--- Выбранный текст ---

В столице 18 октября начался 13-й фестиваль "Новый Европейский Театр", который открылся спектаклем Оскараса Коршуноваса "На дне". Фестиваль интересен тем, что ежегодно открывает новые имена на отечественной театральной сцене. О программе и теме NET, театральных экспериментах и отношениях современного искусства с властью "Лента.ру" побеседовала с арт-директором фестиваля Романом Должанским.
"Лента.ру": Расскажите, есть ли у нынешнего "Нового Европейского Театра" главная тема? Что в этом году объединяет участников?
Роман Должанский: Вообще темы у фестиваля появились недавно, потому что раньше нам казалось, что драматургия выстраивается изнутри. У зрителя была возможность самостоятельно выбрать тему, найти что-то, по его мнению, объединяющее спектакли. Фестиваль, хотя и называется "Новый Европейский Театр", уже немолодой, у него сложилась своя публика, которая вне зависимости от того, что ей предлагают кураторы, имеет свое представление о NET. Ведь впечатления складываются не только из того, что ты видишь здесь и сейчас, они формируются годами.
Поэтому в "тематичности" мне всегда виделась некоторая искусственность, навязчивость, не имеющая никакого отношения к реальному восприятию зрителей. В последние годы благодаря социальным сетям сильно изменились взаимоотношения театра и публики. Если раньше существовали только некий объект - театр - и его отражение в критике, а зритель оставался безмолвным, то сейчас публика заговорила. Сейчас можно исследовать мнение зрителя, который воспринимает театр иначе. Многие вообще выбирают театр по принципу шаговой доступности от работы, и придумывать какие-то концепции иногда кажется бессмысленным.
Но потом мы действительно стали придумывать общие темы. Может быть, не столько для зрителей, сколько для себя. Иногда они могут быть более жесткими, иногда менее. В прошлом году был довольно жесткий принцип отбора: все спектакли были поставлены режиссерами в других странах. То есть исследовалось взаимопроникновение культур и театров: что приобретается, а что теряется при встрече режиссера с актерами другой страны. В этом году такого жесткого принципа нет, есть некая тема - ее название "После Годо". Хотя самой пьесы "В ожидании Годо" в программе фестиваля нет, у нас есть спектакль Оскараса Коршуноваса "На дне", который режиссер ставил, как нам показалось, с ощущением "после Годо". Стоит напомнить, что речь идет о пьесе Беккета "В ожидании Годо", много определившей в драматургии и театре XX века. Персонажи Беккета ждут некоего Годо, то есть Бога, который никогда не придет. Но они живут верой в то, что он все-таки появится. Спектакль Оскараса Коршуноваса "На дне" поставлен о людях, которые уже знают, что Годо приходил и ушел, а они его не заметили. Они это осознают и учатся жить без надежды, можно сказать, без Бога. Кому как больше нравится.
То есть в этом году вы отталкивались от одного спектакля, который сформировал идею всего фестиваля?

--- Предоставленные данные ---

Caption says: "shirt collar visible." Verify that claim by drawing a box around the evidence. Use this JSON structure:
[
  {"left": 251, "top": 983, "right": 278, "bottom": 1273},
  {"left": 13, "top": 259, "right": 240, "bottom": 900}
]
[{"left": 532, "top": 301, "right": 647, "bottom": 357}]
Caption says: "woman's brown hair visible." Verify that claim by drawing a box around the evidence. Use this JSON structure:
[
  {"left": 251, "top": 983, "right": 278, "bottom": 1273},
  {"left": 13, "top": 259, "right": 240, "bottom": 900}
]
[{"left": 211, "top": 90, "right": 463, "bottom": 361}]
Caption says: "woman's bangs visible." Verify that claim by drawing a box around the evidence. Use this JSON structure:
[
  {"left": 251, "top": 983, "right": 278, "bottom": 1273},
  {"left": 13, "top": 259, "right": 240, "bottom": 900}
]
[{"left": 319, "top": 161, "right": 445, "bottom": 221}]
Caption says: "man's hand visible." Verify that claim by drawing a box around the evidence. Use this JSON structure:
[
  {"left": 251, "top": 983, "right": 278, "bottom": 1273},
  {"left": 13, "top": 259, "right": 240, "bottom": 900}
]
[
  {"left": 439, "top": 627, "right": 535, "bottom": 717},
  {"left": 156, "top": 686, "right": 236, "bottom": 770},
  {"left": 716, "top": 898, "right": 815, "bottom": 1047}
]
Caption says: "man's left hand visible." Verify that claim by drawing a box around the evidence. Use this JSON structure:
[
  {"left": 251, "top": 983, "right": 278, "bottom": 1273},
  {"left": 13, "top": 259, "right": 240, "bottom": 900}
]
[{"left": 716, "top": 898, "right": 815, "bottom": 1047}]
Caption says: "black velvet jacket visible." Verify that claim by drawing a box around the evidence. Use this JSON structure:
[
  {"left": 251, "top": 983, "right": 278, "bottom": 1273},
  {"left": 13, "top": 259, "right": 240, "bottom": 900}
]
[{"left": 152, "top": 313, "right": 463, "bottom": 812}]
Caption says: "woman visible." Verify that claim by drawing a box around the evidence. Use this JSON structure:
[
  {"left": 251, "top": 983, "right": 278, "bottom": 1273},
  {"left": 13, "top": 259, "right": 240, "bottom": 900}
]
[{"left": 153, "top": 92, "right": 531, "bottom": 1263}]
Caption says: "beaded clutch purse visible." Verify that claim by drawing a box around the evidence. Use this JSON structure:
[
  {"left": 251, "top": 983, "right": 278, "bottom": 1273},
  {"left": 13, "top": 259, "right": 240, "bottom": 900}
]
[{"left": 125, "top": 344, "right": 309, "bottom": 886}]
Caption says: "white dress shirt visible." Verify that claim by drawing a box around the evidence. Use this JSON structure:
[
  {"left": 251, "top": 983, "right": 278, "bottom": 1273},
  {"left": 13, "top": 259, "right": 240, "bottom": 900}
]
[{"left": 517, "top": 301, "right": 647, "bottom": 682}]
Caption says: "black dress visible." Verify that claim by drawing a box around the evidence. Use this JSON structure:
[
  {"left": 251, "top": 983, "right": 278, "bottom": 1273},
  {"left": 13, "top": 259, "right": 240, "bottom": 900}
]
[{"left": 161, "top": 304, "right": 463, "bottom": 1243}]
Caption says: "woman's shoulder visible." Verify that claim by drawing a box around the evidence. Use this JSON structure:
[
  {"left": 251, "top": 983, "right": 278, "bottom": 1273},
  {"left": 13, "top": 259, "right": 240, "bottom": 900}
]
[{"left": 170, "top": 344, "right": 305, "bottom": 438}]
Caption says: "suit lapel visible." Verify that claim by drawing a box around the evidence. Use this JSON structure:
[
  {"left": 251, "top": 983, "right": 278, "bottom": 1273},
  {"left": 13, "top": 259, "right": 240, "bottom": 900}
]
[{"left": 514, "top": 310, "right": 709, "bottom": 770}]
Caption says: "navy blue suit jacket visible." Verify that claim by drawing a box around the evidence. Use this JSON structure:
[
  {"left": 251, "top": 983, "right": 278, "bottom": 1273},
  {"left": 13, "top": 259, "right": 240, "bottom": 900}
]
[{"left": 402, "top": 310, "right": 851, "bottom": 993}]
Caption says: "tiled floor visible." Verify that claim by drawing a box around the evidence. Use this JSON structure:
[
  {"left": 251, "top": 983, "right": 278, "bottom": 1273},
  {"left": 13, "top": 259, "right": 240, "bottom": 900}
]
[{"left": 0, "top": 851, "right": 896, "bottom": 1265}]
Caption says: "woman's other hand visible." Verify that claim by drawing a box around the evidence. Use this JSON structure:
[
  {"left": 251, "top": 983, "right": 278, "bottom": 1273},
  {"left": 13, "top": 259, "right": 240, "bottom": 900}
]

---

Необходимые действия:
1. Определите, соответствуют ли интервью о фестивале NET утверждения (a), (b) и (c). Ответьте на каждое «да» или «нет» и приведите точную цитату из интервью, на которой основан ответ. (a) Фестиваль открылся спектаклем Оскараса Коршуноваса «На дне». (b) Пьеса «В ожидании Годо» включена в программу фестиваля этого года. (c) В прошлом году все спектакли фестиваля были поставлены режиссерами в других странах.
2. Переведите на английский язык предложение из интервью о фестивале NET: «В последние годы благодаря социальным сетям сильно изменились взаимоотношения театра и публики».
3. Продолжите интервью о фестивале NET, начав сразу после его последней реплики.

Ответы:
1.
(a) Да: «который открылся спектаклем Оскараса Коршуноваса "На дне"».
(b) Нет: «Хотя самой пьесы "В ожидании Годо" в программе фестиваля нет».
(c) Да: «все спектакли были поставлены режиссерами в других странах».

2. In recent years, social networks have greatly changed the relationship between the theater and its audience.

3.
Да, один спектакль дал толчок, и с него начинается фестиваль. Но это не значит, что в других постановках герои рассуждают о "смерти Бога" и жизни без него. "После Годо" – общее ощущение, заданное первым спектаклем. Все остальные спектакли чрезвычайно разные, они поставлены в разных жанрах совершенно разными людьми, в разных странах и разных эстетиках.
Что касается самой программы, то она построена по вполне традиционным для фестиваля принципам, а именно - в ней соединяются имена, уже знакомые зрителю, с совершенно новыми. Опыт показывает, что зрители устают от одних и тех же режиссеров, но им нужны опорные точки. Поэтому знакомое и незнакомое всегда поддерживают друг друга.
Какие режиссеры на этом фестивале станут для публики такими опорными точками?
На самом деле каждый спектакль фестиваля - опорная точка. Если же говорить об известных именах, то это, конечно, Коршуновас и Йо Стромгрен (норвежский хореограф и режиссер, который ставит спектакли на пересечении драматического театра, физического театра, современного танца, клоунады). Он уже представлял у нас дважды спектакли, но они были, так сказать, женскими: в каждом три женских персонажа. Тема, которую он исследует - это закрытые человеческие сообщества. Были госпиталь и монастырь, теперь спектакль называется "Общество", и действуют в нем трое мужчин.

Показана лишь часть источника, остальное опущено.